Task instructions - Reproduce the listing below in full, keeping every line and character unchanged.

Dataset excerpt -
<<<<
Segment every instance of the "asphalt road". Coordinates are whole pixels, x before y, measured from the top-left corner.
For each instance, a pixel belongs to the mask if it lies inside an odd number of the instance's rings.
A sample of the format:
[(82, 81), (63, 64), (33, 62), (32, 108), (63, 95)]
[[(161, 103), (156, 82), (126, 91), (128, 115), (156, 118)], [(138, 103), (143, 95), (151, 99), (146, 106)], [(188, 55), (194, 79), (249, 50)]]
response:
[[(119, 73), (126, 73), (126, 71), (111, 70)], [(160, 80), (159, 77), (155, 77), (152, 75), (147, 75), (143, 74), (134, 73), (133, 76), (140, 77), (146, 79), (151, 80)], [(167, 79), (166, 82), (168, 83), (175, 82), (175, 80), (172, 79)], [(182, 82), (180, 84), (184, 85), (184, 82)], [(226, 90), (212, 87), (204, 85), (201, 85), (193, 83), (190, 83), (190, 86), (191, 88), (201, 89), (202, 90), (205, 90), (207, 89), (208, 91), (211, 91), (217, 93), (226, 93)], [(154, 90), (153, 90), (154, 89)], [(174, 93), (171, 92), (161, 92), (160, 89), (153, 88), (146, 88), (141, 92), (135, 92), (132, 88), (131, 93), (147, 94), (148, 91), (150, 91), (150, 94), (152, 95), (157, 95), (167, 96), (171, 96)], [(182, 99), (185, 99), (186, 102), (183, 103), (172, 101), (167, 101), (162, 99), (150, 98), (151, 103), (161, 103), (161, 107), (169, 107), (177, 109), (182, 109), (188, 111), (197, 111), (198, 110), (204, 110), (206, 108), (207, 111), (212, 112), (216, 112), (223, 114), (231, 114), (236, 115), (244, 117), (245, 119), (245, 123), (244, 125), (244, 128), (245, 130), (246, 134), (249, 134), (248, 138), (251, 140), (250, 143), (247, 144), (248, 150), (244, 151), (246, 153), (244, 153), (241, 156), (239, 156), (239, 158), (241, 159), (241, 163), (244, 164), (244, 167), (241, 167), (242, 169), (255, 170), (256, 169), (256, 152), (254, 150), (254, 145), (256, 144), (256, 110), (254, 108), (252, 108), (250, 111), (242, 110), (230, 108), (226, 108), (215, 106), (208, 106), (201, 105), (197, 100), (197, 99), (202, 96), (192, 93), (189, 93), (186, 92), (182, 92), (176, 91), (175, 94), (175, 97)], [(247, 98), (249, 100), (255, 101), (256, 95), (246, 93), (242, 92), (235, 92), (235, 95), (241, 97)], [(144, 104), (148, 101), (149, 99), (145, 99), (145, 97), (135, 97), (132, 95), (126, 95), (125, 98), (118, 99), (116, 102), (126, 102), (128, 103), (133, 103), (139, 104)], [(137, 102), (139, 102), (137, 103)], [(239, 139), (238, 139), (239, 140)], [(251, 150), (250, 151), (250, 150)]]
>>>>
Full response -
Segment every instance of the "asphalt road". Coordinates are whole pixels, x before y, measured from the top-left corner.
For each instance, a pixel belongs to the mask if it lies inside an odd number of the instance's rings.
A sample of the format:
[(82, 81), (63, 64), (33, 62), (32, 108), (63, 95)]
[[(161, 103), (156, 82), (126, 91), (128, 115), (156, 118)], [(138, 103), (143, 95), (151, 99), (146, 106)], [(188, 55), (194, 79), (249, 50)]]
response:
[[(119, 73), (126, 73), (126, 71), (111, 70)], [(160, 80), (159, 77), (155, 77), (152, 75), (147, 75), (143, 74), (134, 73), (133, 76), (140, 77), (146, 79), (151, 80)], [(167, 79), (166, 82), (168, 83), (175, 82), (175, 80), (172, 79)], [(182, 82), (180, 84), (184, 85), (184, 82)], [(226, 90), (212, 87), (204, 85), (201, 85), (193, 83), (190, 83), (190, 86), (191, 88), (201, 89), (202, 90), (205, 90), (207, 89), (208, 91), (211, 91), (217, 93), (226, 93)], [(154, 90), (153, 90), (154, 89)], [(174, 93), (171, 92), (161, 92), (160, 89), (153, 88), (146, 88), (141, 92), (135, 92), (132, 88), (131, 93), (147, 94), (148, 91), (150, 91), (150, 94), (152, 95), (157, 95), (167, 96), (171, 96)], [(182, 99), (185, 99), (186, 102), (183, 103), (172, 101), (167, 101), (162, 99), (150, 98), (151, 103), (161, 103), (161, 107), (169, 107), (177, 109), (182, 109), (188, 111), (197, 111), (198, 110), (204, 110), (206, 108), (207, 111), (212, 112), (216, 112), (223, 114), (231, 114), (236, 115), (244, 117), (245, 119), (245, 123), (244, 125), (244, 128), (245, 130), (246, 134), (249, 134), (248, 138), (251, 140), (250, 143), (247, 144), (248, 150), (244, 151), (246, 153), (244, 153), (241, 156), (239, 156), (239, 158), (241, 159), (241, 163), (244, 164), (244, 167), (241, 167), (242, 169), (255, 170), (256, 169), (256, 152), (254, 150), (254, 145), (256, 144), (256, 110), (254, 108), (252, 108), (250, 111), (242, 110), (230, 108), (226, 108), (215, 106), (208, 106), (201, 105), (197, 100), (197, 99), (202, 96), (192, 93), (189, 93), (186, 92), (182, 92), (176, 91), (175, 94), (175, 97)], [(247, 98), (249, 100), (255, 101), (256, 95), (246, 93), (242, 92), (235, 92), (235, 95), (241, 97)], [(144, 104), (148, 101), (149, 99), (145, 99), (145, 97), (135, 97), (132, 95), (126, 95), (125, 98), (118, 99), (116, 102), (126, 102), (128, 103), (133, 103), (139, 104)], [(137, 102), (139, 102), (137, 103)], [(239, 139), (238, 139), (239, 140)], [(251, 150), (250, 151), (250, 150)]]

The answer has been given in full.